**TASK DATA:**
++++++++
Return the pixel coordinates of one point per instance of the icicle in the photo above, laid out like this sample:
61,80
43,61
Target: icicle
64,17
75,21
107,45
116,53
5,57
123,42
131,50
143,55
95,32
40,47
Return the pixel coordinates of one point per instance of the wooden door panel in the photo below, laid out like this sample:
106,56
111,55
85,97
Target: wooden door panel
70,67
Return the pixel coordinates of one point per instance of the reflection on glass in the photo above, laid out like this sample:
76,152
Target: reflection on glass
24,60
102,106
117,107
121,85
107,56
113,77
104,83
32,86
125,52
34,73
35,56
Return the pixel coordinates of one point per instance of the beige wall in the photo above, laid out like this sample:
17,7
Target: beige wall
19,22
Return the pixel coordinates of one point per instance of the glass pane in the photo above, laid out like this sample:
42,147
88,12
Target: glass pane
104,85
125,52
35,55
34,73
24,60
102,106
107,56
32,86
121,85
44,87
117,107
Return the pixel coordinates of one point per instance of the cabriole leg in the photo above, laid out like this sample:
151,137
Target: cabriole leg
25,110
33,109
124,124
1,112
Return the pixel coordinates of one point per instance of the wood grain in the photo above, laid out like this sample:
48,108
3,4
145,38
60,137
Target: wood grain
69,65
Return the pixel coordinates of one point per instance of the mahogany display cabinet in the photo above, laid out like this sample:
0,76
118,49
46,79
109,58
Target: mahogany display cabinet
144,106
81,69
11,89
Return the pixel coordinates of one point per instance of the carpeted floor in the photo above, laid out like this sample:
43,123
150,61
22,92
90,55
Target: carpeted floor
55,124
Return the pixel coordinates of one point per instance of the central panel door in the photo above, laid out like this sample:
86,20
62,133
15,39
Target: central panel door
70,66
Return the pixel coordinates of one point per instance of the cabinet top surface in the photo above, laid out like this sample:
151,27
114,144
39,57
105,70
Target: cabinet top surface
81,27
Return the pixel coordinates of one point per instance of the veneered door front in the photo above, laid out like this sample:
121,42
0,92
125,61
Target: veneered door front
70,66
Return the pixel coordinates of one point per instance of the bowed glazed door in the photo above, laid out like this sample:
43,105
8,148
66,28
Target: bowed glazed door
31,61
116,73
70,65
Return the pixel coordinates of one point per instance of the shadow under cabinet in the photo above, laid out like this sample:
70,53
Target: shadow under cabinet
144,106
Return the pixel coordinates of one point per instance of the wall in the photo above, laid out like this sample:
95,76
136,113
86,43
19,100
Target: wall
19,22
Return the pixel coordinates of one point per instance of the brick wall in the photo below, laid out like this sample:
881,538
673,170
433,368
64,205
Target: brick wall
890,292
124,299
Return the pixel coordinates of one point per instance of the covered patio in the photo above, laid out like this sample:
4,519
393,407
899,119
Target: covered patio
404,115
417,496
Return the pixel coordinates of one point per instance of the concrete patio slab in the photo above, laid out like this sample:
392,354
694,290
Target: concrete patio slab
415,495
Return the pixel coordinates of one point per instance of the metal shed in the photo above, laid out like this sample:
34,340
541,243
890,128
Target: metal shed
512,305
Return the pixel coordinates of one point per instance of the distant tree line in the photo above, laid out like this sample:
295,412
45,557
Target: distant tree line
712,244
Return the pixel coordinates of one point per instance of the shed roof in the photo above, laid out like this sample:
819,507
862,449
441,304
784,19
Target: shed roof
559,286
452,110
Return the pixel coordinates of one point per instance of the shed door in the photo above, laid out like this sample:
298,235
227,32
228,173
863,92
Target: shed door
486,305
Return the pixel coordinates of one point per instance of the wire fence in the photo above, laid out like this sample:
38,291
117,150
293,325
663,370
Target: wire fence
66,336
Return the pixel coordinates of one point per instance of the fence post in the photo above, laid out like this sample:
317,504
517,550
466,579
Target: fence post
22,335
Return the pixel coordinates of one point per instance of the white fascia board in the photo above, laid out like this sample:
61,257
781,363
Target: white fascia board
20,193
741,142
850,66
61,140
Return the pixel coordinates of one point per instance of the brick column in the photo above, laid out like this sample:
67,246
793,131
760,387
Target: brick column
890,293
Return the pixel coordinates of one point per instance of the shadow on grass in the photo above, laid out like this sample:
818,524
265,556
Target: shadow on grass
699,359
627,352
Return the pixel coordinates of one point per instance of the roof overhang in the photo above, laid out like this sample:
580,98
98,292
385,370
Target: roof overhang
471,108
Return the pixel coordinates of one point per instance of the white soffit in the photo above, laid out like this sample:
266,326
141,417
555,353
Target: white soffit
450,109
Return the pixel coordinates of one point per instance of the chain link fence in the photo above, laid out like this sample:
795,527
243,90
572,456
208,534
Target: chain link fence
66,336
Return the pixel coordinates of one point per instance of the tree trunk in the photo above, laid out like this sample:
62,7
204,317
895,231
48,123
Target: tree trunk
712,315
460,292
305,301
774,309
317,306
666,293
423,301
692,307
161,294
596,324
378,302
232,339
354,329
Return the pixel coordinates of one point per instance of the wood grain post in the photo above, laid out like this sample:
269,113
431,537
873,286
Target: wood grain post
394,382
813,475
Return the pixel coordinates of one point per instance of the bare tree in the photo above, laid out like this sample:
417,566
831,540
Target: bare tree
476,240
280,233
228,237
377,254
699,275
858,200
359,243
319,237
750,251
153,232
++++++++
**WHAT IS EXPECTED:** Make an exact copy of the material above.

**THE REPLY:**
Return the pixel coordinates of one point per instance of the icicle in the photo above, laid out like this sample:
61,80
43,61
Target: icicle
64,17
75,21
107,45
116,53
5,57
123,42
131,50
143,55
95,32
40,47
Return the pixel coordinates of one point per instance of the wooden door panel in the photo below, laid out like this sample:
106,56
111,55
85,97
Target: wooden door panel
70,67
Return the pixel coordinates of one point per instance of the reflection on glass in the photo above, laid out like this sample:
76,152
Target: reflection on glass
24,60
102,106
117,107
121,85
107,56
113,77
104,83
32,86
125,52
34,73
35,56
Return the pixel coordinates of one point per instance of the beige wall in the photo above, laid out like this sample:
17,7
Target: beige wall
19,22
Return the pixel coordinates of one point per instance of the glass pane in the photo above, laid out like this sample:
42,147
88,12
Target: glass pane
104,85
125,52
35,55
34,73
24,60
102,106
107,56
32,86
121,85
44,87
117,107
Return the pixel coordinates of one point per instance of the cabriole leg in the photo above, laid out like this sample:
151,137
Target: cabriole leg
25,110
33,109
124,124
1,112
Return the pixel coordinates of one point per instance of the wood grain in the photo above, laid out like this sample:
48,108
3,4
145,38
60,137
Target: wood grain
69,65
Return the pixel coordinates of one point per instance of the mahogany display cabinet in the photo above, laid out like this sample:
0,76
118,49
46,79
109,58
Target: mahogany display cabinet
144,106
81,69
11,89
Return the pixel coordinates of one point per instance of the carpeted floor in the photo above, laid out like this sample:
43,123
150,61
22,92
90,55
Target: carpeted floor
55,124
Return the pixel coordinates of one point per instance of the central panel door in the photo above, laid out like this sample:
86,20
62,133
15,39
Target: central panel door
70,66
Return the pixel coordinates of one point per instance of the cabinet top surface in the photo above, laid out like this sample:
151,27
114,144
39,57
105,70
Target: cabinet top surface
81,27
Return the pixel coordinates of one point per instance of the veneered door front in the photo above, laid out like this sample:
121,42
0,92
125,61
Target: veneered door front
70,66
Return the pixel coordinates of one point per instance of the bowed glazed door in the photo above, laid out like this sample:
43,105
8,148
66,28
Target: bowed glazed door
31,61
116,73
70,65
Return the pixel coordinates of one point per instance of the shadow under cabinet in the photo above, laid out like this sample:
70,53
Target: shadow under cabinet
144,106
Return the pixel coordinates of one point per instance of the wall in the photo above, laid out like this sample:
95,76
136,113
86,43
19,100
Target: wall
19,22
Return the pixel coordinates of one point per instance of the brick wall in the photo below, laid out like this sample:
881,538
673,170
433,368
64,205
Target: brick wall
890,292
124,299
Return the pixel coordinates of one point per instance of the covered patio in the photo above, laid out like this sample:
4,519
393,407
899,119
Target: covered patio
404,115
417,496
Return the pixel coordinates of one point per instance of the concrete patio slab in the photo above, laid out like this sample:
392,354
694,290
Target: concrete patio slab
415,495
Return the pixel coordinates of one point per instance of the metal shed in the photo above, laid out like this sample:
34,340
541,243
890,128
Target: metal shed
512,305
Return the pixel coordinates of one point per instance of the distant tree line in the photo above, laid out like this sample:
295,412
45,557
Target: distant tree line
712,244
Return the pixel coordinates of one point per instance of the shed roof in the photo above, laid out like this sample:
819,507
862,449
441,304
784,19
Target: shed roof
559,286
452,110
Return the pixel coordinates of one point per instance of the shed door in the photo above, laid out like this sample:
298,235
227,32
228,173
863,92
Target: shed door
486,305
Return the pixel coordinates of one point per instance of the wire fence in the photo above, laid out like this sample:
38,291
117,150
293,325
663,370
Target: wire fence
66,336
Return the pixel coordinates of one point per instance of the fence post in the photo above, laid out like this sample:
317,504
517,550
466,579
Target: fence post
22,335
Return the pixel coordinates of one point per instance of the white fascia board in the photo above, laid out like this sample:
61,257
781,363
Target: white fascia board
20,193
741,142
850,66
61,140
Return the pixel coordinates of one point per instance of the brick column in the photo above, laid out like this sample:
67,246
793,131
760,387
Target: brick column
890,293
Return the pixel coordinates of one point per instance of the shadow on grass in the photo above, laid out like this sample:
818,524
265,556
Target: shadow on grass
699,359
627,352
Return the pixel coordinates of one point per instance of the roof overhang in the photo above, laid out like this sample:
580,98
98,292
385,370
Target: roof overhang
471,108
Return the pixel coordinates of one point per instance of the white soffit in the photo above, laid out like this sample:
266,326
141,417
555,353
Target: white soffit
450,109
Return the pixel coordinates of one point per instance of the chain link fence in the photo above, laid out like this sample:
795,527
243,90
572,456
208,534
Target: chain link fence
66,336
Return the pixel coordinates of one point per instance of the tree trunk in the photo above, laid out like this sample:
62,7
204,317
895,231
48,123
Target: tree trunk
712,315
460,292
305,301
774,309
317,306
666,293
423,301
692,307
161,294
596,324
378,302
232,339
354,329
Return the pixel coordinates of one point per instance of the wood grain post in the photo above, laid out like this sample:
269,113
431,537
873,286
Target: wood grain post
394,382
813,475
Return the pixel coordinates of one point per instance of the bare tree in the photo above, laid out like this sample:
417,566
831,540
Target: bare tree
476,240
280,233
228,237
377,254
699,275
858,200
359,243
319,237
750,251
153,232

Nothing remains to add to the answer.